Task to carry out: Return only the tail of the data below, word for word: the line with "bright orange tie on the man in dark suit?" and each line after it through the final one.

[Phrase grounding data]
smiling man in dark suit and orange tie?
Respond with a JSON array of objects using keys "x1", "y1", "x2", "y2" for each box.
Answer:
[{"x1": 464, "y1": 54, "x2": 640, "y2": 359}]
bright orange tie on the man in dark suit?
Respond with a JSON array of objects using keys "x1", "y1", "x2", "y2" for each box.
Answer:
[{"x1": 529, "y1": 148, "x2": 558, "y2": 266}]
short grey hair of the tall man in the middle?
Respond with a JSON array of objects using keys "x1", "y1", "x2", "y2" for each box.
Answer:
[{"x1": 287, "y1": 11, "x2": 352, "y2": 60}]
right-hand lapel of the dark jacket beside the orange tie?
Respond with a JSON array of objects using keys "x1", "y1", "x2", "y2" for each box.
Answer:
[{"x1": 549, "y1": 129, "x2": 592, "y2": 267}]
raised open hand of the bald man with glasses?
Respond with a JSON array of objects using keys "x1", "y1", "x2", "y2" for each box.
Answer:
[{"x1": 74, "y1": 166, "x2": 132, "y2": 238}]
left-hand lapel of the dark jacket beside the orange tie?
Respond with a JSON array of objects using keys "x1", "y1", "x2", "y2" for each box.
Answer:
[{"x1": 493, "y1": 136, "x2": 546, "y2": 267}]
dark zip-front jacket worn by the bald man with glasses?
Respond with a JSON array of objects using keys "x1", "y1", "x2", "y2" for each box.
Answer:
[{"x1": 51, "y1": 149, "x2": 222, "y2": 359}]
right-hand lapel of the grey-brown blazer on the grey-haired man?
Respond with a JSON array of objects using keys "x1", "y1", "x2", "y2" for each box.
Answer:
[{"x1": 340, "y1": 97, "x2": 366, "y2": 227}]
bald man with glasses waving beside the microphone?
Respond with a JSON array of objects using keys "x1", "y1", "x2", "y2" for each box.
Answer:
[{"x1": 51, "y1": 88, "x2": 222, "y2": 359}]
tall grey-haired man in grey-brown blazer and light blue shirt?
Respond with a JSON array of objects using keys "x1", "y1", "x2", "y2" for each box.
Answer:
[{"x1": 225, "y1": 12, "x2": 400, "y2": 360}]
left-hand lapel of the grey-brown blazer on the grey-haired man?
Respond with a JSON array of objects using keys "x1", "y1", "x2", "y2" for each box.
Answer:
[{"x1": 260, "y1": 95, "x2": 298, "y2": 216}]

Task response:
bright orange tie on the man in dark suit?
Respond with a JSON array of objects using keys "x1", "y1", "x2", "y2" for each box.
Answer:
[{"x1": 529, "y1": 148, "x2": 558, "y2": 266}]
short grey hair of the tall man in the middle?
Respond with a JSON array of objects using keys "x1", "y1", "x2", "y2" for each box.
Answer:
[{"x1": 287, "y1": 11, "x2": 352, "y2": 60}]
right-hand lapel of the dark jacket beside the orange tie?
Respond with a JSON array of objects using keys "x1", "y1", "x2", "y2" for each box.
Answer:
[{"x1": 549, "y1": 129, "x2": 592, "y2": 267}]
raised open hand of the bald man with glasses?
Respond with a JSON array of objects using keys "x1", "y1", "x2", "y2" for each box.
Answer:
[{"x1": 74, "y1": 166, "x2": 132, "y2": 238}]
left-hand lapel of the dark jacket beside the orange tie?
Respond with a JSON array of objects using keys "x1", "y1", "x2", "y2" for each box.
Answer:
[{"x1": 493, "y1": 136, "x2": 546, "y2": 267}]
dark zip-front jacket worn by the bald man with glasses?
Respond with a JSON array of objects using keys "x1", "y1", "x2", "y2" for each box.
Answer:
[{"x1": 51, "y1": 149, "x2": 222, "y2": 359}]
right-hand lapel of the grey-brown blazer on the grey-haired man?
Respond with a JSON array of objects using keys "x1", "y1", "x2", "y2" for each box.
Answer:
[{"x1": 340, "y1": 97, "x2": 366, "y2": 227}]
bald man with glasses waving beside the microphone?
Respond with a JSON array of objects using keys "x1", "y1", "x2", "y2" for each box.
Answer:
[{"x1": 51, "y1": 88, "x2": 222, "y2": 359}]
tall grey-haired man in grey-brown blazer and light blue shirt?
Respond with a JSON array of objects using keys "x1", "y1", "x2", "y2" for each box.
Answer:
[{"x1": 225, "y1": 12, "x2": 400, "y2": 360}]
left-hand lapel of the grey-brown blazer on the grey-haired man?
Respond with a JSON array of objects using keys "x1", "y1", "x2", "y2" for each box.
Answer:
[{"x1": 260, "y1": 95, "x2": 298, "y2": 216}]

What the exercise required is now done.